Object location annotation records
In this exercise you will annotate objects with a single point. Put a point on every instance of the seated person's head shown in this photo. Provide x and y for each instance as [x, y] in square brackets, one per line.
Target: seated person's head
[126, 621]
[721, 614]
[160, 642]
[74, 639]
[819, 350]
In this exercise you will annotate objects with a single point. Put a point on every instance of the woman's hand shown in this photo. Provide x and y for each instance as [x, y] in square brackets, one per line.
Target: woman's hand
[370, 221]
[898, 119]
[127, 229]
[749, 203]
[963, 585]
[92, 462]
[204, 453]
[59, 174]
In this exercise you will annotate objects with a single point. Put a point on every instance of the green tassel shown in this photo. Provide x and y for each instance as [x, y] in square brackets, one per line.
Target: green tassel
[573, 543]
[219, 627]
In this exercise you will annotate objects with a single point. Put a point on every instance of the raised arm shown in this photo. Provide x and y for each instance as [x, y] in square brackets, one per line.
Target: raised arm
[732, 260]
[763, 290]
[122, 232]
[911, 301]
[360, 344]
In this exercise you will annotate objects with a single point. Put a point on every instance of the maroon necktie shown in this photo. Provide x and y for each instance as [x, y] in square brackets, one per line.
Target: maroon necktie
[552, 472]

— EXERCISE TASK —
Rewrite the records above, putting "task" in place of "exercise" wherever it occurs and leaving everything else unchanged.

— COMPLETED TASK —
In this task you will annotate objects with a single point. Put a point on every instance of the seated person's head shown in this photo. Provide x and y for each instance as [x, y] in square brackets, one per line.
Target: seated person's head
[126, 621]
[721, 614]
[160, 642]
[74, 639]
[819, 350]
In this task you will annotate objects with a single point. Put a point on every instance of the woman's hand shown in this photo. Provide x and y for each instance as [x, y] in square brackets, one per line.
Target: woman's hand
[370, 221]
[898, 119]
[127, 229]
[749, 203]
[963, 585]
[92, 462]
[204, 453]
[59, 174]
In this task you will annotate objects with a single point. Put a point on every instance of the green tassel shown in this photo. Provide x and y for each instance as [x, y] in square brackets, one per line.
Target: green tassel
[573, 543]
[219, 627]
In this task you will annotate objects with a single point. Put a point on every instance of the raised arm shown in this photo. Provide x and y for each instance as [x, y] in square brackets, one per line.
Target: raised arm
[732, 260]
[763, 290]
[122, 232]
[911, 301]
[360, 344]
In this task you will annotate objects with a single point. Put a point on every instance of the maroon necktie shown in this photo. Provide x and y for each instance as [x, y] in square brackets, one per line.
Target: maroon necktie
[552, 472]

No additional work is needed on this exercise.